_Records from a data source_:
╭──
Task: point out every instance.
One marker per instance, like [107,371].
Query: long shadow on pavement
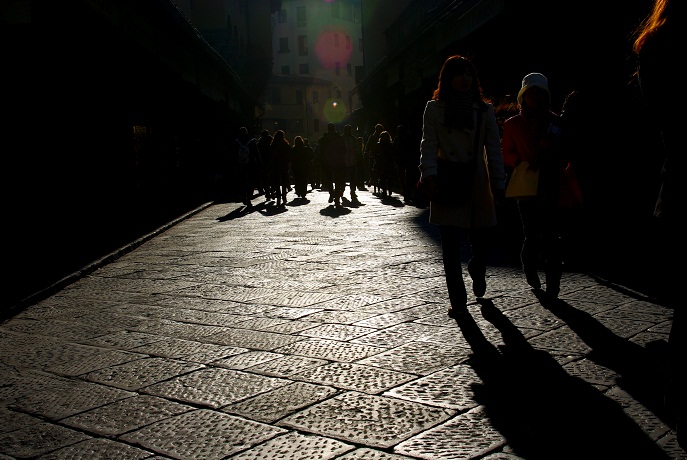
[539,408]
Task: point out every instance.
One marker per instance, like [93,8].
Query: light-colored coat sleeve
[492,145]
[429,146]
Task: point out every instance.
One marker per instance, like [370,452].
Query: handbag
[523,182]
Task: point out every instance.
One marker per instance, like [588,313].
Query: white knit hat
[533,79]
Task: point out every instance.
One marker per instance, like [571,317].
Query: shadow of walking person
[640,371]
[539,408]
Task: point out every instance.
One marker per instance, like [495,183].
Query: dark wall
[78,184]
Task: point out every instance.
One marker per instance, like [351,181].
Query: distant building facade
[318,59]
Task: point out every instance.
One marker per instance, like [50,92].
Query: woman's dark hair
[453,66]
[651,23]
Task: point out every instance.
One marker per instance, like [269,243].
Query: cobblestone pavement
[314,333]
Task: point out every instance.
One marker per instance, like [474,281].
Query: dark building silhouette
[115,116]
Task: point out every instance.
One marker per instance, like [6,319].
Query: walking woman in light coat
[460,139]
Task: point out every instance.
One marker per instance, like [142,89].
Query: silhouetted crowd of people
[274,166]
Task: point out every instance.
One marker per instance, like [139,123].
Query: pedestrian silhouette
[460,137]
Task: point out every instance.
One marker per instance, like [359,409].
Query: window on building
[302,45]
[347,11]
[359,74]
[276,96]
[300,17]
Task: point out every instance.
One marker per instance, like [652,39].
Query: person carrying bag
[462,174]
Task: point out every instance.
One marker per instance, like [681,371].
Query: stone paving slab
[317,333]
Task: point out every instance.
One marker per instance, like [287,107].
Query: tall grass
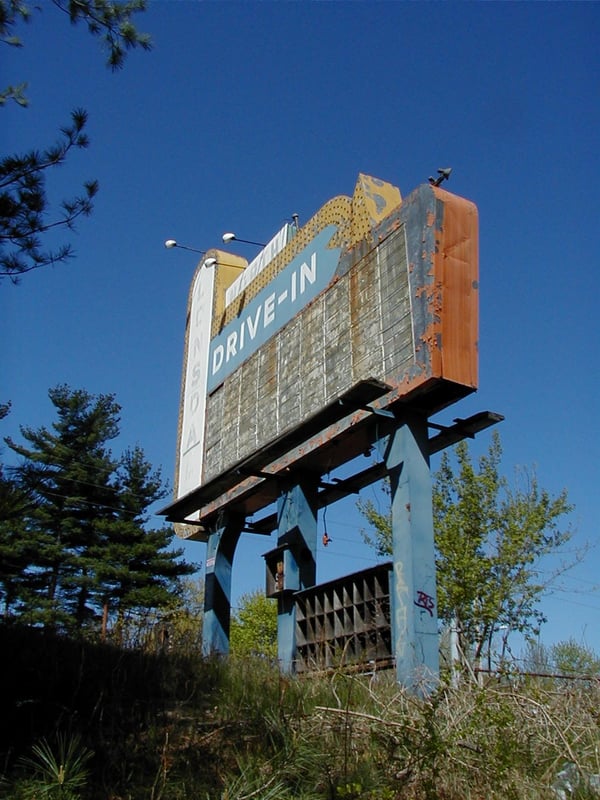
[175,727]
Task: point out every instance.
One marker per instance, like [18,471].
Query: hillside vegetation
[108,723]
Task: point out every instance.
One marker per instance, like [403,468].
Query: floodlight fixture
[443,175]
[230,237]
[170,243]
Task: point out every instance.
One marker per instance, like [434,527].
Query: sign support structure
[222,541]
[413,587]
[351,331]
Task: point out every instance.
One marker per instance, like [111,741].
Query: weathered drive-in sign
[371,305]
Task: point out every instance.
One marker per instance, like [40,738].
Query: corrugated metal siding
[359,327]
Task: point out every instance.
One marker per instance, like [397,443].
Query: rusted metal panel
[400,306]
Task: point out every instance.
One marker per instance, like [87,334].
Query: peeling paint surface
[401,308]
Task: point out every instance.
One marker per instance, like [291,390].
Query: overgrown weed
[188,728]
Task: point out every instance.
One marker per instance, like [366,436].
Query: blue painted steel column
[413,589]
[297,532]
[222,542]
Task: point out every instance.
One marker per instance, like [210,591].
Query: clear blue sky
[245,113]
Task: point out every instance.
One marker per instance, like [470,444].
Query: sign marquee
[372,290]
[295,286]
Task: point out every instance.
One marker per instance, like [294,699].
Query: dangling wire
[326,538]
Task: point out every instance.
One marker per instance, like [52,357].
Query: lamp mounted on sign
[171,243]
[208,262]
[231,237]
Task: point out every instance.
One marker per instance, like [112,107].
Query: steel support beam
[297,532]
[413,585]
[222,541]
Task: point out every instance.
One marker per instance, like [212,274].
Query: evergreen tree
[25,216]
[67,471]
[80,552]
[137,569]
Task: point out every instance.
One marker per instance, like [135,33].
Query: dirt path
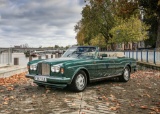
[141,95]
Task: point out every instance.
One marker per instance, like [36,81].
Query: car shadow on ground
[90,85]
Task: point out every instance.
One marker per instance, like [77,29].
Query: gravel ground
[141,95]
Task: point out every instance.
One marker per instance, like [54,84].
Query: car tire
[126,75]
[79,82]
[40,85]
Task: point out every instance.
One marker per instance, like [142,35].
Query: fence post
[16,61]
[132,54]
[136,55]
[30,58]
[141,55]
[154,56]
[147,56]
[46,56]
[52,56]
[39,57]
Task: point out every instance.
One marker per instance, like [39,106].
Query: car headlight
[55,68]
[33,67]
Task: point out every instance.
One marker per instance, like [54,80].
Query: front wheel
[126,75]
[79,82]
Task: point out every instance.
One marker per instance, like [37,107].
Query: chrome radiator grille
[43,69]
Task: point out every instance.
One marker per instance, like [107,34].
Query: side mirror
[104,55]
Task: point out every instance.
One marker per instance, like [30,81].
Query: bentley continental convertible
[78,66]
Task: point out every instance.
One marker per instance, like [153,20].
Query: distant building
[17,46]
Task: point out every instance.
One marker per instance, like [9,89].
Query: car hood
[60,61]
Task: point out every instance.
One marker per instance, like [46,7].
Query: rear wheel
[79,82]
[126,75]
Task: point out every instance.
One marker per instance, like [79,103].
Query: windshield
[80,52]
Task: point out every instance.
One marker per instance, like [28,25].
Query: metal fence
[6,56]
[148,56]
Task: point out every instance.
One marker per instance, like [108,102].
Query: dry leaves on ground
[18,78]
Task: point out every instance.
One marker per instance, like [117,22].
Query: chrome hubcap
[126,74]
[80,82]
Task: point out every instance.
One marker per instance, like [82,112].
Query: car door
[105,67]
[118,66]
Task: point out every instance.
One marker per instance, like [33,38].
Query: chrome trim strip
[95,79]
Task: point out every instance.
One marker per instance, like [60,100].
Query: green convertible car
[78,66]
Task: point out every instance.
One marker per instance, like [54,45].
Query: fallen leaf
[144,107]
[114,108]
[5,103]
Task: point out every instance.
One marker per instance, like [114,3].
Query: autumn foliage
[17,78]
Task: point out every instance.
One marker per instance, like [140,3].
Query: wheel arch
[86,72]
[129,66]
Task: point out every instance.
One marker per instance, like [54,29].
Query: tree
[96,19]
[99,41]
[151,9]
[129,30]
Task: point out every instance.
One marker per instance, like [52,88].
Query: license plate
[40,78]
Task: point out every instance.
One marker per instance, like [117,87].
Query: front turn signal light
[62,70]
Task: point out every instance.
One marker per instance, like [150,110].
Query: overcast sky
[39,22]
╰──
╭──
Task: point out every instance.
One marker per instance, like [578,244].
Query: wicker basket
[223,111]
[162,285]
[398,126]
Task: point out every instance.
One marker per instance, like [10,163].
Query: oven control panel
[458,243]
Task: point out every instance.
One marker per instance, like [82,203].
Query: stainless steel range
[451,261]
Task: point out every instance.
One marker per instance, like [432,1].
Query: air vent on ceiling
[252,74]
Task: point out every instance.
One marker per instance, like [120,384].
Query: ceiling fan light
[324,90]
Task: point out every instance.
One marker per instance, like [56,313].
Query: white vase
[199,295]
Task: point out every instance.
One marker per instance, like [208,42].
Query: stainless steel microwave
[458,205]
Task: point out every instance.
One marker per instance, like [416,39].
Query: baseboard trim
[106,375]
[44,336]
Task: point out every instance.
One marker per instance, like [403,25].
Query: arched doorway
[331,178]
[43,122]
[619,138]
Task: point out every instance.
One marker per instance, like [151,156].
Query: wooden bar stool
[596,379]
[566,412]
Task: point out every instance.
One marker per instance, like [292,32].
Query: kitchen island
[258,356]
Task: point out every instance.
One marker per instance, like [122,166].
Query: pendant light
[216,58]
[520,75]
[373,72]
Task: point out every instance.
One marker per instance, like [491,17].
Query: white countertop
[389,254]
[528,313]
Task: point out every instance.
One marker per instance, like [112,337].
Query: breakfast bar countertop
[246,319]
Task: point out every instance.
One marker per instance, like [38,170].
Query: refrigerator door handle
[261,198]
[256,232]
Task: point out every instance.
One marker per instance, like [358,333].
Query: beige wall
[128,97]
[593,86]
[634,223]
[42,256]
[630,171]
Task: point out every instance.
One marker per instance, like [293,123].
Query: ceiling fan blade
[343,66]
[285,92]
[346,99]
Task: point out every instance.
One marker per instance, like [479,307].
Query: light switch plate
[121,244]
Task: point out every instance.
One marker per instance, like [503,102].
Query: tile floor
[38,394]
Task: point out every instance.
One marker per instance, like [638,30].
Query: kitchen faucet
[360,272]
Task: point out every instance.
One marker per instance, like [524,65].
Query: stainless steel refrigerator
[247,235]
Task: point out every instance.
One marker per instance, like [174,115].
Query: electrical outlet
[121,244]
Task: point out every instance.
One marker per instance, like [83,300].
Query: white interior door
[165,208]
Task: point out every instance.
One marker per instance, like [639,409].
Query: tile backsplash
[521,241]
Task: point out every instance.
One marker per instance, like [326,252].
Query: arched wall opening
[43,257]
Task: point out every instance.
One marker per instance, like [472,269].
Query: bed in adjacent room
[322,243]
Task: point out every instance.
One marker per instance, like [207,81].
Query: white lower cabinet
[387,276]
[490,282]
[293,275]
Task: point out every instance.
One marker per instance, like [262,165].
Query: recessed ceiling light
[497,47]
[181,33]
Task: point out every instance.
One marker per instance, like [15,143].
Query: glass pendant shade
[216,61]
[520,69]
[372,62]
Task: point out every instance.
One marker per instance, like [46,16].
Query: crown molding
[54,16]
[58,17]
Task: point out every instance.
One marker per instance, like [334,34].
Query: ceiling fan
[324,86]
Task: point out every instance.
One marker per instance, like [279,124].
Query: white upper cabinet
╰──
Extract exactly and only the lines above from the line containing "Query: tile floor" through the line containing "One marker per instance, like [207,81].", both end lines included.

Query: tile floor
[38,394]
Task: point out every instance.
One marker per instance, like [638,30].
Query: kitchen faucet
[360,272]
Task: point out every instance.
One marker per instance, like [524,65].
Query: stainless steel refrigerator
[247,235]
Task: point out every instance.
One marker per instance, like [174,115].
Query: electrical outlet
[121,244]
Task: point out every instance.
One marker per instance, like [83,300].
Query: white interior door
[165,208]
Task: point out every instance.
One marker per instance, like [639,409].
Query: tile backsplash
[521,241]
Task: point out every instance.
One marker per instance, like [326,252].
Query: arched wall opening
[43,257]
Task: point out every instance.
One marker per instance, like [472,269].
Query: bed in adjacent room
[322,243]
Task: point out every instance.
One marker per instance, like [207,81].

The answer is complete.